Stored entries

---*---

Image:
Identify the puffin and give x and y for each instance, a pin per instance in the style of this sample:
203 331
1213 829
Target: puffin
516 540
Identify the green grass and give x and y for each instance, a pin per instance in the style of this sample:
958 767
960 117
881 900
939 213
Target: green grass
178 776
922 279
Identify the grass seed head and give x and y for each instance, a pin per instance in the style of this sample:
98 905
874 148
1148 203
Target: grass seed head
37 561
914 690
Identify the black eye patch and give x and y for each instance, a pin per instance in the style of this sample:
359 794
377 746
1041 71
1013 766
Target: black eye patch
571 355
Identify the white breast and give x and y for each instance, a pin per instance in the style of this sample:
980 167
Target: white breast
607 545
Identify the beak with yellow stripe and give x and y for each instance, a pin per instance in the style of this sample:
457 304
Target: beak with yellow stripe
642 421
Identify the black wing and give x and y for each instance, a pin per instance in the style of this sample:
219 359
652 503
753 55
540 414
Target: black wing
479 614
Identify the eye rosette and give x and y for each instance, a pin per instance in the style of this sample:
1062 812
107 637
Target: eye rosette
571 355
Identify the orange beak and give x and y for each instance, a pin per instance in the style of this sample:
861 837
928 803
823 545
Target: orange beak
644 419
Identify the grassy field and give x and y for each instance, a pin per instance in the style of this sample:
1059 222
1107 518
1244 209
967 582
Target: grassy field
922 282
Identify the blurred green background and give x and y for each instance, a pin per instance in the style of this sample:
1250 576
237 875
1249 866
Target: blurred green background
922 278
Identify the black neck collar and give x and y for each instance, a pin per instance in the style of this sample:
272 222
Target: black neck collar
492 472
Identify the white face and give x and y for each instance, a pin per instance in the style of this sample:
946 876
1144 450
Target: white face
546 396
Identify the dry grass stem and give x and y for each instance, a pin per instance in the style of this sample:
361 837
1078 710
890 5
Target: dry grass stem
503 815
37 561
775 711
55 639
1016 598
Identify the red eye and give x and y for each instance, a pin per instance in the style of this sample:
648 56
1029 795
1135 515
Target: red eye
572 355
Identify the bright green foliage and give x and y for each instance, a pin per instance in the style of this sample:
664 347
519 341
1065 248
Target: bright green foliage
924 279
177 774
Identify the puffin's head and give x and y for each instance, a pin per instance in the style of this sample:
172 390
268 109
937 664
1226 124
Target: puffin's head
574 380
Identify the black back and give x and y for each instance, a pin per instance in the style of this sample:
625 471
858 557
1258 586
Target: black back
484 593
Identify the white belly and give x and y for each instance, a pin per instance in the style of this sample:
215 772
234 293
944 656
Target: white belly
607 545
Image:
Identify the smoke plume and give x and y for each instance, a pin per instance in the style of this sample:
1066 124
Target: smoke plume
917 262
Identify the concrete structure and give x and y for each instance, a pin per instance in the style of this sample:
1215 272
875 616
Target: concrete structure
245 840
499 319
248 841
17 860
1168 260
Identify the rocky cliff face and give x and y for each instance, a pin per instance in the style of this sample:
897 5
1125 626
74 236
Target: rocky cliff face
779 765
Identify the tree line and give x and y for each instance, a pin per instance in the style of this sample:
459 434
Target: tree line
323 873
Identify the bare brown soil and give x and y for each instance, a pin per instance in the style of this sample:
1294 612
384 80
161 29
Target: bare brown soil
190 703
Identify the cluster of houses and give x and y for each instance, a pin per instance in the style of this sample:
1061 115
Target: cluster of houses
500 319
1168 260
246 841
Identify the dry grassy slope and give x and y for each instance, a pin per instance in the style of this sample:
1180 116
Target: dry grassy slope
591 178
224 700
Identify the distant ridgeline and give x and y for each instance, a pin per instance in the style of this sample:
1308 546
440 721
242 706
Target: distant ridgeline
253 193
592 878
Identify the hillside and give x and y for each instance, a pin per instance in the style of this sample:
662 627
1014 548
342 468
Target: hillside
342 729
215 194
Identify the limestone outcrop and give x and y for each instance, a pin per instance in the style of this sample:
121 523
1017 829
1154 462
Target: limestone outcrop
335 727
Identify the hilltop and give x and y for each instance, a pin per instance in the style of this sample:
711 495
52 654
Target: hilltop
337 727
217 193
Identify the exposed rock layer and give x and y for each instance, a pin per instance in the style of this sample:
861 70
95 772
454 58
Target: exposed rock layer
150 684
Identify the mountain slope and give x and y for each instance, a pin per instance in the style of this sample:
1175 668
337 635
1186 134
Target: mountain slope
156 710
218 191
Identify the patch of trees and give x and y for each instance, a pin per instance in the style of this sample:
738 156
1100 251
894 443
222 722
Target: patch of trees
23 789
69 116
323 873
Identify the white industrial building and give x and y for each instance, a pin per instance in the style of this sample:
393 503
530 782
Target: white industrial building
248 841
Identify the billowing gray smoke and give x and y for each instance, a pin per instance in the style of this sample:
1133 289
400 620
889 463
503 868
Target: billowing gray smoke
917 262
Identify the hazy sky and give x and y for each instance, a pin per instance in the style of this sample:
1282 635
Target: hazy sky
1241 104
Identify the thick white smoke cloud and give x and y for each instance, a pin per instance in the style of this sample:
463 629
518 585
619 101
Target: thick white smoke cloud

---*---

● GIVEN EXERCISE
Rescale the data from the line containing "Identify the billowing" through the end of the data. Reproduce every line, requests included, multiplying each answer's x and y pin coordinates by 2.4 and rounding to whole numbers (halves up), and leave the sample coordinates in the requests unchanged.

● RESULT
Identify the billowing gray smoke and give x and y for each instance, a pin per instance in the style of this sample:
1133 289
400 620
889 463
503 868
Target: billowing gray smoke
2201 629
Identify the hazy sky and give x and y for each instance, a pin per instance in the style of this sample:
1282 635
Target: hazy sky
2978 250
Identify the thick white smoke cloud and give x and y for each instance, a pin per instance in the style of this sample:
463 629
518 585
619 101
Target: thick white smoke cloud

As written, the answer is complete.